### DATA TO PROCESS
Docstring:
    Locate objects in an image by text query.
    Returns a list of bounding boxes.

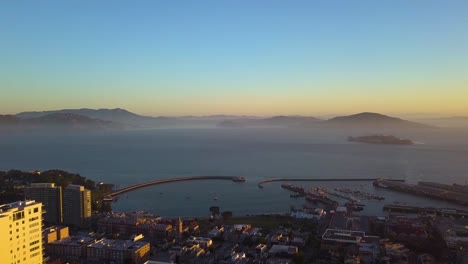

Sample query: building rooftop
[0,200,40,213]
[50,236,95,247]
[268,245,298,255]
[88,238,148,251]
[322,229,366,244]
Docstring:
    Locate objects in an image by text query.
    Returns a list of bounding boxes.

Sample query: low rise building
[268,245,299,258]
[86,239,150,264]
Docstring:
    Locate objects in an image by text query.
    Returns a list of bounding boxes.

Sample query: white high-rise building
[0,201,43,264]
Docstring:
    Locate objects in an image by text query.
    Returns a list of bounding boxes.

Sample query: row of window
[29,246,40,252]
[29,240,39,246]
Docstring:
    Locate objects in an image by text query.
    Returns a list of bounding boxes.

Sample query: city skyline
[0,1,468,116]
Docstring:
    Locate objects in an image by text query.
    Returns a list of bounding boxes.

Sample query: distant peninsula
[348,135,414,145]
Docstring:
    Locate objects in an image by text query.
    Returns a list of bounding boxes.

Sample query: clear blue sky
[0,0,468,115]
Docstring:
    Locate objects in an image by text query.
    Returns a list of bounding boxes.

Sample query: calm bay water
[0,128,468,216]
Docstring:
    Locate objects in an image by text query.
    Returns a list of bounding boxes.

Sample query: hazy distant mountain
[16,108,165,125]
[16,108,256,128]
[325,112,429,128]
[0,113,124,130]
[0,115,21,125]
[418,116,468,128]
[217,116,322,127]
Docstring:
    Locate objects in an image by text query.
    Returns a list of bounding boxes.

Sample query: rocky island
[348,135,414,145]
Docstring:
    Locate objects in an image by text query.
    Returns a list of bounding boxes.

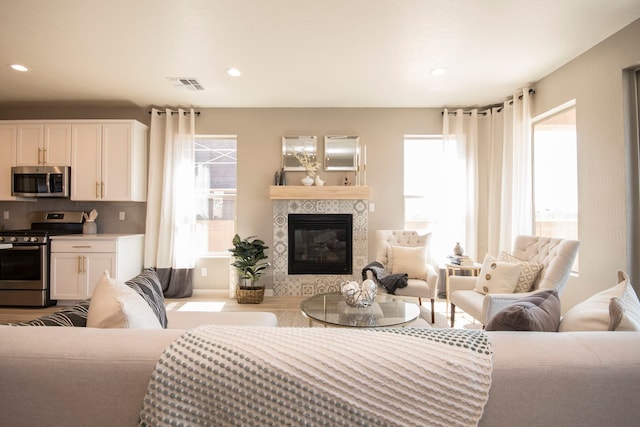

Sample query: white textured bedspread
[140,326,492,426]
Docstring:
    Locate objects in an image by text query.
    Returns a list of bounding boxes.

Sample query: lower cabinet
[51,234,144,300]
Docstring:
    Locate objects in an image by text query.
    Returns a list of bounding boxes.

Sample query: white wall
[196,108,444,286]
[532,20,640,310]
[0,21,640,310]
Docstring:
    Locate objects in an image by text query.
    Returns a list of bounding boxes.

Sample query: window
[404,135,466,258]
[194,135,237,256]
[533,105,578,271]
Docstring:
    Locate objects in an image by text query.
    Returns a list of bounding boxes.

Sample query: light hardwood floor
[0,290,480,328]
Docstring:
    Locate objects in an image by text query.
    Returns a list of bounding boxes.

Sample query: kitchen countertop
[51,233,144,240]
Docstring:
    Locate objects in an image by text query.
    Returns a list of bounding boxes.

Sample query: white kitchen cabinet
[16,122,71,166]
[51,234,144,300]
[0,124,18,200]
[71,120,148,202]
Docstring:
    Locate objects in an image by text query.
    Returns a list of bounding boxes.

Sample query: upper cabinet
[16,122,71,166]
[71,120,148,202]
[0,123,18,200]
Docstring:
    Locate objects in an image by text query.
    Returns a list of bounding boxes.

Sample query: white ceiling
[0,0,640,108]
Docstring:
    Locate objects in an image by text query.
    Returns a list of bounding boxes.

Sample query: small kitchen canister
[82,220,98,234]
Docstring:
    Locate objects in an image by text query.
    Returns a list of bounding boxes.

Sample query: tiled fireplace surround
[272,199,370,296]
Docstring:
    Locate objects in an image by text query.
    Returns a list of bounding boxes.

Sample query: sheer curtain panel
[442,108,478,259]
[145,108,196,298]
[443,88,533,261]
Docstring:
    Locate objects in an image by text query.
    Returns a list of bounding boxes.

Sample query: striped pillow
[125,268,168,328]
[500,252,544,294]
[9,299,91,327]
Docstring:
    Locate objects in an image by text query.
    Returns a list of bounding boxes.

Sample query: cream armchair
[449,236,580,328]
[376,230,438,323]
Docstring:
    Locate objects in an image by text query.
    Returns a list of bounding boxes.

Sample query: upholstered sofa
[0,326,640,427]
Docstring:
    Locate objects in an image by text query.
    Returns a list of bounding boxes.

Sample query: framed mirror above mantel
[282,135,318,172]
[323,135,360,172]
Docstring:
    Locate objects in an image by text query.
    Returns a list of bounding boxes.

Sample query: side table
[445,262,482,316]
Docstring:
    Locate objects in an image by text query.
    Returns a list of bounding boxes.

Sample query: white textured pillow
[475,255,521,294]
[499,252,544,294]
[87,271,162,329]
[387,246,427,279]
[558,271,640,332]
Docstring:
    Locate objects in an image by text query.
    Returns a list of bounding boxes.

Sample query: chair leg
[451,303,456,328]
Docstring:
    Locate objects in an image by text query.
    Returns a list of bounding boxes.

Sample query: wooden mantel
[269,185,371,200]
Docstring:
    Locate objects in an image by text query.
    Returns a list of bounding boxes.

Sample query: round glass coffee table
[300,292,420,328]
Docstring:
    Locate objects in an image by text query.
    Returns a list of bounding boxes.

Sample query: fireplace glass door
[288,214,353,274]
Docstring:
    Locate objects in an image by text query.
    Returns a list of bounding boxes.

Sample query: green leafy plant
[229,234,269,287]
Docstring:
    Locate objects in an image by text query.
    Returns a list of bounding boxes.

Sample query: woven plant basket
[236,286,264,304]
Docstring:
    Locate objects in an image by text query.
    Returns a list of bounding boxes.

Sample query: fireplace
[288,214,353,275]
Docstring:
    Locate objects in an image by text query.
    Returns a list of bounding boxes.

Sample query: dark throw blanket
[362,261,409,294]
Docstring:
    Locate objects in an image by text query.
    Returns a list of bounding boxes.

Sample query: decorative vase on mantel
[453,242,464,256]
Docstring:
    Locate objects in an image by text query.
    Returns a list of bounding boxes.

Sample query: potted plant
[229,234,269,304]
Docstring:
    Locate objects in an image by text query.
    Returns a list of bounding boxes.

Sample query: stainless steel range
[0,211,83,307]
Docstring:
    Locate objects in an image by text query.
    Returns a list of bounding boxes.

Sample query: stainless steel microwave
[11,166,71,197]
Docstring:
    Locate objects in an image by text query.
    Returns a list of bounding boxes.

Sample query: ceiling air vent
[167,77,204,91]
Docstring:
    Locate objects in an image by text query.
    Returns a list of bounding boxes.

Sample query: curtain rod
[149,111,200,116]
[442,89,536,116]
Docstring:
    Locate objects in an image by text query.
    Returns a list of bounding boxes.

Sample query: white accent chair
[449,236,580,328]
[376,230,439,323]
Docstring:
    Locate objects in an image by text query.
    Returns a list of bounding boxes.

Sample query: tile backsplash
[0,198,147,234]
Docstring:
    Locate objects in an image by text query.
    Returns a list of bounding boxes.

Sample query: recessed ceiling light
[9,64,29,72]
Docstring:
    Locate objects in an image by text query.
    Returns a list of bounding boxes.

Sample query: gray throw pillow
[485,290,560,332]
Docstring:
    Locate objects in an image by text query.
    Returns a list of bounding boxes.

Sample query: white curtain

### SET TASK
Lay out everything from the first line of the rows through the line containing "[86,239,150,264]", inclusive, as a Markdown table with the columns Index and Line, numbering each line in order. Skip blank lines and leave the pictures out.

### TASK RESPONSE
| Index | Line |
|---|---|
| 1 | Docstring: |
| 2 |     Locate objects in an image by text query. |
| 3 |     Returns a list of bounding boxes. |
| 4 | Sample query: building rooftop |
| 5 | [0,200,40,213] |
| 6 | [50,236,95,247] |
| 7 | [268,245,298,255] |
| 8 | [88,238,148,251] |
| 9 | [322,229,366,244] |
| 10 | Docstring: |
| 11 |     Locate objects in an image by text query. |
| 12 |     Returns a list of bounding boxes. |
| 13 | Sample query: low rise building |
| 14 | [268,245,299,258] |
| 15 | [86,239,150,264] |